**TASK DETAILS**
Copy out only the lines from the one containing "Note: spot the black spot" through the end of the lines, swapping "ladybug" for "lady beetle" and leaving everything else unchanged.

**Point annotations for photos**
□ □ □ □ □ □ □

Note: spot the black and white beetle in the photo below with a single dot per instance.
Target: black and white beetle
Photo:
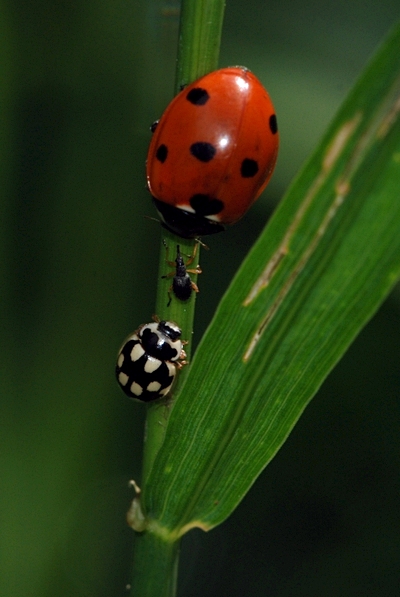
(182, 284)
(148, 360)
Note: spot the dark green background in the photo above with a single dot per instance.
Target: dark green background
(80, 84)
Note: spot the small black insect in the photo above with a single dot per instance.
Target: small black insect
(182, 284)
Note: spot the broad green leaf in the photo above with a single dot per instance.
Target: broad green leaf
(321, 268)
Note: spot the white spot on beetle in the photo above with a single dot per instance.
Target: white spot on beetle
(122, 378)
(152, 364)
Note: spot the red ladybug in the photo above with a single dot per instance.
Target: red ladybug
(212, 153)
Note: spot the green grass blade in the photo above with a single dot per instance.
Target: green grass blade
(319, 271)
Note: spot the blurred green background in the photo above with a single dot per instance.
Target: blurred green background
(80, 85)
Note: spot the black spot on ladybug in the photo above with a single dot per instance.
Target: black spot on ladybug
(249, 168)
(198, 96)
(273, 124)
(203, 151)
(204, 205)
(161, 153)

□ □ □ □ □ □ □

**EXERCISE RESULT**
Note: spot the black spot on lady beetle in the photo above with a single dot per instance.
Target: black spot on lady beetle
(249, 168)
(198, 96)
(273, 124)
(203, 151)
(204, 205)
(161, 153)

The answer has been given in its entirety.